___ Фрагмент для разбора
Но куда худшая судьба постигает розы, циннии и алтеи. Эти не менее яркие цветы не просто вырастают серыми и искривленными, но они «приобрели такой богохульный вид», что юный Зенас почувствовал необходимость всех их срезать. Неизвестно, что за внутренняя сила спасла астры и золотарник от «богохульства», но розы, циннии и алтеи явно оказались слабее и подчинились богопротивным силам. Здесь Уилсон снова ополчился бы на слово «богохульный» (blasphemous) — и снова был бы неправ. С точки зрения психологии оно ярко выражает ментальное состояние человека, реагирующего на их внешний вид, а с точки зрения референции оно успешно доносит до нас мысль, что данное конкретное богохульство не может быть выражено списком легко различимых качеств, которые могут быть нам сообщены.
Однако наиболее интересная особенность этого пассажа — якобы произвольная граница, которую он проводит между разными категориями цветов. Нам остается гадать, что за скрытые структурные свойства могли спасти астры и золотарники от наихудшей цветочной участи. Их судьба ужасна, но она может быть названа «едва окраиной» плохих вариантов для цветов: вскоре мы узнаём, что Зенас срезает остальные три «богохульных» вида. Здесь устанавливается иерархия болезни, существенно отличающаяся от демократического хаоса в предыдущих примерах: «…Публикация в индийской прессе сдержанно сообщала о серьезных волнениях среди местного населения в конце марта. Участились оргии колдунов-вуду на Гаити; корреспонденты из Африки также сообщали о каких-то волнениях в народе. Американские официальные представители на Филиппинах отмечали тревожное поведение некоторых племен, а в Нью-Йорке группу полицейских в ночь с 22 на 23 марта окружила возбужденная толпа впавших в истерику левантийцев» (СС 174; ЗК 64). Переписав это в духе нашего пассажа о цветах, мы получили бы примерно следующее: «Публикации о серьезных волнениях среди местного населения и участившихся оргиях приходили из Индии, Гаити и Африки, а на Филиппинах произошли столь богохульные события, что потребовалось вмешательство армии». Вместо этого исходный пассаж об Индии, Гаити, Африке, Филиппинах и истеричных левантийцах следует логике «плоской онтологии», в которой все манифестации космического беспорядка имеют примерно равный статус.
«Тадеуш обезумел в сентябре, выйдя из дома к колодцу. Он вышел с ведром, а вернулся без ведра, крича и размахивая руками, но даже после того, как его удалось успокоить, от него ничего невозможно было добиться, кроме бессмысленного хихиканья или шепота о „движущихся там, внизу, цветных пятнах“» (CS 353; ЦМ 226 — пер. изм.).
______
___ Сохраненные данные
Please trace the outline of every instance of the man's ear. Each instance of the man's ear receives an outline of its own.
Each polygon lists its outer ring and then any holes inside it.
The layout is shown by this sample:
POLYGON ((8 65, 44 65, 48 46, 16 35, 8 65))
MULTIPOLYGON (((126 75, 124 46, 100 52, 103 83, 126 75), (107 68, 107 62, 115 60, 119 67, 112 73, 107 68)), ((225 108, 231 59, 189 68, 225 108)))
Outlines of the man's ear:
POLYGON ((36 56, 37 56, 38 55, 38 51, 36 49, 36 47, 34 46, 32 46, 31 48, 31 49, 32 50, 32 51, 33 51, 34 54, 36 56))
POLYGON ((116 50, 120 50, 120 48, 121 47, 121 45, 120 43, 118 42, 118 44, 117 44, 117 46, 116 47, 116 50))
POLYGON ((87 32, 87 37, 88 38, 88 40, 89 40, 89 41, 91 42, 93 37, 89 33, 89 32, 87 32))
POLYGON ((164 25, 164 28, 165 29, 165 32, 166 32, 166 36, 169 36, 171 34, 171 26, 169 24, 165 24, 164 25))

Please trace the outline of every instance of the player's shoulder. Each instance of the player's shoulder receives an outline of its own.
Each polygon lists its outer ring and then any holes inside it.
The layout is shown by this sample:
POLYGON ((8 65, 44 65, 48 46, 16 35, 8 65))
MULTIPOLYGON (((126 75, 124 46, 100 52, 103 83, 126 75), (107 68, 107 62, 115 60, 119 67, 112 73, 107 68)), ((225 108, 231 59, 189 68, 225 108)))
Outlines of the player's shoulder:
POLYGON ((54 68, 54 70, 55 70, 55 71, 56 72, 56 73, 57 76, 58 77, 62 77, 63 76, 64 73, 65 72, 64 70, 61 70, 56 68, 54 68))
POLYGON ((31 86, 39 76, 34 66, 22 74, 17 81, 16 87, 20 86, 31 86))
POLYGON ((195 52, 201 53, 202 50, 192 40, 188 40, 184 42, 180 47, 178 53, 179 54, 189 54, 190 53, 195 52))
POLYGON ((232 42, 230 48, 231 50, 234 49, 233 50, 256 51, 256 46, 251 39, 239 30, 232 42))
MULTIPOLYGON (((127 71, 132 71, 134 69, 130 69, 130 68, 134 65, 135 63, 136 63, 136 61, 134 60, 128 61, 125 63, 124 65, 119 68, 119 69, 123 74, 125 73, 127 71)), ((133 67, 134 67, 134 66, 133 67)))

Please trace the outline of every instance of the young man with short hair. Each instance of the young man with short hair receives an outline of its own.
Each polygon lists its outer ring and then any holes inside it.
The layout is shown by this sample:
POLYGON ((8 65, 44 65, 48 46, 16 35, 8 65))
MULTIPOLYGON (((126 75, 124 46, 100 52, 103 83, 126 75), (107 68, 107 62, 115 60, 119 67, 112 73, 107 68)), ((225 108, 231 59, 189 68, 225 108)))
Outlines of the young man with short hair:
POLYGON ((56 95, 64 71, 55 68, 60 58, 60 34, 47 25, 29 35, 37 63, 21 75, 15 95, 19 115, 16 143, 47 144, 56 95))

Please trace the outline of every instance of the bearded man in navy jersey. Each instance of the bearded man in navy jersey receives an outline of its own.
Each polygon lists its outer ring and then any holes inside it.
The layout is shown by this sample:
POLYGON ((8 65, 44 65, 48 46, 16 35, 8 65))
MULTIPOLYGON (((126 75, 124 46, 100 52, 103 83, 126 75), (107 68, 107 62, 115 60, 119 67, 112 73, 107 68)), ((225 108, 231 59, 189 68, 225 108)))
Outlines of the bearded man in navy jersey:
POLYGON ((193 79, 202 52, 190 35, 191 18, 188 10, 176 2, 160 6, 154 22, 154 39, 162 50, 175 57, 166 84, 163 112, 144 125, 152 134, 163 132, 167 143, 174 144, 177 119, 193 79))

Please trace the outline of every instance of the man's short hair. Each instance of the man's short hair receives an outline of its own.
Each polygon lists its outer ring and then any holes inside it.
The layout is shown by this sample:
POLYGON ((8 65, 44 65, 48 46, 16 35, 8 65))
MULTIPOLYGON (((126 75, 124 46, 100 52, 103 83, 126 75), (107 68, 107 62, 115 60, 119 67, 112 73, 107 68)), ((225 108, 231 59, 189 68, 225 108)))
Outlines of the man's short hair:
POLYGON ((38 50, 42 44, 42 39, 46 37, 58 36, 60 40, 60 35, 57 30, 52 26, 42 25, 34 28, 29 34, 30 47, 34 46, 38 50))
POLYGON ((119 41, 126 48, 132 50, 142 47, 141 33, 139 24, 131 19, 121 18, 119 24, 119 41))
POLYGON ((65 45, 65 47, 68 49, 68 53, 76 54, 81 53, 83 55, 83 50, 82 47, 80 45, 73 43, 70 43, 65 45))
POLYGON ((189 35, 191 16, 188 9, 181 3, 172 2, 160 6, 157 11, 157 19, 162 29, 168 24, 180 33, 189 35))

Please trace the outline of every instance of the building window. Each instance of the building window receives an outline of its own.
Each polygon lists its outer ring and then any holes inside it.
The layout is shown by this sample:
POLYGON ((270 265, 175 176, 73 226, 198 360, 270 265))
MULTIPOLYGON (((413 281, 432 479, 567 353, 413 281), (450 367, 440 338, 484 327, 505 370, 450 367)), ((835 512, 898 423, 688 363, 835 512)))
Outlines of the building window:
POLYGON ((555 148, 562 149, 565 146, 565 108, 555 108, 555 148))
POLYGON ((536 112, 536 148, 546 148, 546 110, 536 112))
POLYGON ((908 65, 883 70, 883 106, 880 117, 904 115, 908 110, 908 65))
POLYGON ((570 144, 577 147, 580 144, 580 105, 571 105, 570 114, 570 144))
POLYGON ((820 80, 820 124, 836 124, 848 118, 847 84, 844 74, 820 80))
______
» Задание к тексту:
Ответьте на вопросы по фрагменту для разбора.
1. Какие цветы юный Зенас почувствовал необходимость срезать?
2. В ночь с какого на какое число марта в Нью-Йорке группу полицейских окружила толпа левантийцев?
3. С чем Тадеуш вышел из дома к колодцу?

» Результат выполнения:
1. Розы, циннии и алтеи.
2. С 22 на 23 марта.
3. С ведром.